:: Aim of the exercise ::
Reproduce the listing below word for word, including every one of its lines.

:: The records ::
------------------------------------------------------------
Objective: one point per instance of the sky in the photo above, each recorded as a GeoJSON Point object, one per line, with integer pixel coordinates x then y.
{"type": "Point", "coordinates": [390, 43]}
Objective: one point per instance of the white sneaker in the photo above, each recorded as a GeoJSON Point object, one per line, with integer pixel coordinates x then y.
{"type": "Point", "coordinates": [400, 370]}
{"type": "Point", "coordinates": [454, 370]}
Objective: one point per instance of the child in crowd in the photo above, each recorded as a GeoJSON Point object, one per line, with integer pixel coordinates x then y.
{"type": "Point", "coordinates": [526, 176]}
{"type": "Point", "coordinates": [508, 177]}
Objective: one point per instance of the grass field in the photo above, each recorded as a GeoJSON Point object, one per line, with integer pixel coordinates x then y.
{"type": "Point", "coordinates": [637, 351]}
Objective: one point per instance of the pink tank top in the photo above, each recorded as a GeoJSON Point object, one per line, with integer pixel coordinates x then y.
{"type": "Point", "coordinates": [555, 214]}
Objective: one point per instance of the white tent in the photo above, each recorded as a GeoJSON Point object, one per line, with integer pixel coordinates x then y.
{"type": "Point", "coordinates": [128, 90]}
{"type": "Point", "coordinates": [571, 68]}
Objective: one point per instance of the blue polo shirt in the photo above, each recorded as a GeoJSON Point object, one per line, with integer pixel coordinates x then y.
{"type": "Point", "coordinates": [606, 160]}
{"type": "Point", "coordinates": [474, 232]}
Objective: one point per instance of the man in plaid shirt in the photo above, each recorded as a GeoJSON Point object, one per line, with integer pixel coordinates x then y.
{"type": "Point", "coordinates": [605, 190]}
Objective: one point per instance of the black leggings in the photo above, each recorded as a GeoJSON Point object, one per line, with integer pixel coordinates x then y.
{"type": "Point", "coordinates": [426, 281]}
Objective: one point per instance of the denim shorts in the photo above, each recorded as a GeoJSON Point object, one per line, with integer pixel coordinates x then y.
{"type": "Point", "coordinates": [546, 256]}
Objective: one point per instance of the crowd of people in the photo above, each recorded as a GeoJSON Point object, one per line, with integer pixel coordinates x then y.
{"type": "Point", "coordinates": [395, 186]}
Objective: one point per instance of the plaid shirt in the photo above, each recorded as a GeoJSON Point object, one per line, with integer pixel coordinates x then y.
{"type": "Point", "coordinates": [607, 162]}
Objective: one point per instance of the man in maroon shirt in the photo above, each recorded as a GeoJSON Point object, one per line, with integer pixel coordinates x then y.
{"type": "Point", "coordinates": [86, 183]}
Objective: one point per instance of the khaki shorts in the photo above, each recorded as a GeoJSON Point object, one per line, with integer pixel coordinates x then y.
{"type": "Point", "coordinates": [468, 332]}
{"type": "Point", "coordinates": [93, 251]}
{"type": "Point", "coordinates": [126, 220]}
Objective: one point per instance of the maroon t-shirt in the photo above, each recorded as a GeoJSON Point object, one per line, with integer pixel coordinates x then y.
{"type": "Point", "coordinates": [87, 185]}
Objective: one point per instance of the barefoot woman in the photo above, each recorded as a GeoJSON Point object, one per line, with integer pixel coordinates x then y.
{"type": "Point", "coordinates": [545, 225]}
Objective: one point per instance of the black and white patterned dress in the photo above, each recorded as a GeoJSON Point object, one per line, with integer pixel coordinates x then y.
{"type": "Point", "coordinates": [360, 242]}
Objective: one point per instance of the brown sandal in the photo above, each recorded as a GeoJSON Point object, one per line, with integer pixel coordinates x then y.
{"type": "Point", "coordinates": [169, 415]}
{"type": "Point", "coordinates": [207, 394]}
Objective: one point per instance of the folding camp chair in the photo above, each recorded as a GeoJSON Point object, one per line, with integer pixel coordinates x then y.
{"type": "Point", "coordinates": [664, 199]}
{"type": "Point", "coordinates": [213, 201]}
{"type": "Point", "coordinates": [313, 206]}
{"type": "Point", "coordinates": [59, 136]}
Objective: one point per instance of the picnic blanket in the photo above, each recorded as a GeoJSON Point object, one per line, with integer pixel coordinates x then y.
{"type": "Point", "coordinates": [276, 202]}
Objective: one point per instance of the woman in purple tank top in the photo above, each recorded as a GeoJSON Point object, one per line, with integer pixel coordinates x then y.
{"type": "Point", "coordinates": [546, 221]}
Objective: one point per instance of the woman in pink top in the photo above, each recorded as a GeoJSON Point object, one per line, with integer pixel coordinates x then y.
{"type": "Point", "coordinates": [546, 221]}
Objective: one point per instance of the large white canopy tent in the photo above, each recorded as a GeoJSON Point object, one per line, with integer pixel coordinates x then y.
------------------------------------------------------------
:: Response to this exercise ::
Objective: one point per instance of the sky in the photo above, each recorded as a GeoJSON Point object, one per line, with integer pixel coordinates x then y.
{"type": "Point", "coordinates": [390, 43]}
Objective: one point per instance of the white sneaker in the photo above, each recorded as a GeoJSON Point object, one per line, with integer pixel coordinates x then y.
{"type": "Point", "coordinates": [400, 370]}
{"type": "Point", "coordinates": [454, 370]}
Objective: one point per instance of the child in crowd in the photo above, each recorded as a GeoJSON Point object, one per line, with integer pixel coordinates x then y.
{"type": "Point", "coordinates": [526, 176]}
{"type": "Point", "coordinates": [508, 177]}
Objective: one point per instance of the grass field in the photo above, each recorded as a GeoJSON Point object, one per line, with integer pixel coordinates x then y.
{"type": "Point", "coordinates": [637, 351]}
Objective: one point per instance of the pink tank top in the photo above, each recorded as a GeoJSON Point object, one per line, with integer pixel coordinates x then y.
{"type": "Point", "coordinates": [555, 214]}
Objective: one point per instance of the white tent in the photo above, each recorded as a GeoJSON Point object, one per line, with integer pixel coordinates x then y.
{"type": "Point", "coordinates": [128, 90]}
{"type": "Point", "coordinates": [571, 68]}
Objective: one point per instance of the blue polo shirt in the photo above, each recorded as a GeoJSON Point object, one per line, with integer pixel coordinates x then y.
{"type": "Point", "coordinates": [606, 160]}
{"type": "Point", "coordinates": [474, 232]}
Objective: one point per instance of the man in plaid shirt in the photo above, each recorded as a GeoJSON Point object, one per line, with integer pixel coordinates x then y.
{"type": "Point", "coordinates": [605, 190]}
Objective: one point per instance of the black leggings in the photo above, each recorded as a GeoJSON Point object, one per line, with integer pixel coordinates x then y.
{"type": "Point", "coordinates": [426, 281]}
Objective: one point per instance of the denim shorts in the photo above, each recorded as a GeoJSON Point object, one per line, with integer pixel coordinates x then y.
{"type": "Point", "coordinates": [546, 256]}
Objective: one point per instance of the crowd of people in the photo above, each recorded as a GeoJSON Point object, one per line, with integer pixel coordinates x then y.
{"type": "Point", "coordinates": [395, 186]}
Objective: one point per instance of the plaid shirt in the photo above, each recorded as a GeoJSON Point object, one per line, with integer pixel coordinates x then y.
{"type": "Point", "coordinates": [607, 162]}
Objective: one point per instance of the man in maroon shirt in the photo above, each recorded as a GeoJSON Point object, one per line, with integer pixel coordinates x then y.
{"type": "Point", "coordinates": [86, 183]}
Objective: one point per instance of the khaki shorts in the photo above, each recorded as a GeoJSON Point object, one per line, with integer pixel coordinates x then y.
{"type": "Point", "coordinates": [468, 332]}
{"type": "Point", "coordinates": [93, 251]}
{"type": "Point", "coordinates": [126, 220]}
Objective: one point per instance of the maroon t-shirt in the photo above, each recorded as a GeoJSON Point object, one per line, with integer pixel coordinates x then y.
{"type": "Point", "coordinates": [87, 185]}
Objective: one point per instance of the barefoot woman in the photo above, each recorded as a GeoJSON Point object, one per line, with integer pixel coordinates x then y.
{"type": "Point", "coordinates": [545, 225]}
Objective: one point per instance of the black and white patterned dress in the photo above, each recorded as a GeoJSON Point object, one per line, with integer pixel coordinates x then y.
{"type": "Point", "coordinates": [360, 242]}
Objective: one point per instance of the brown sandal in the photo above, each recorded as a GeoJSON Point object, one per line, with integer pixel coordinates x then y.
{"type": "Point", "coordinates": [169, 415]}
{"type": "Point", "coordinates": [207, 394]}
Objective: one point per instance of the folding camp chair in the photo above, each recorded as a GeoJSON Point object, one per line, with integer pixel coordinates x then y.
{"type": "Point", "coordinates": [664, 199]}
{"type": "Point", "coordinates": [213, 201]}
{"type": "Point", "coordinates": [313, 206]}
{"type": "Point", "coordinates": [59, 136]}
Objective: one point per instance of the picnic blanket in the photo above, each recorded as a GeoJSON Point object, one per line, with integer pixel coordinates x then y.
{"type": "Point", "coordinates": [276, 202]}
Objective: one point per instance of the woman in purple tank top in the photo above, each recorded as a GeoJSON Point object, one per line, with integer pixel coordinates x then y.
{"type": "Point", "coordinates": [546, 221]}
Objective: one point per instance of the woman in pink top in the photo above, each recorded as a GeoJSON Point object, one per line, with integer pixel coordinates x then y.
{"type": "Point", "coordinates": [546, 221]}
Objective: one point per instance of the large white canopy tent in the photo above, each recorded as a GeoJSON Point object, one per line, with integer pixel coordinates x then y.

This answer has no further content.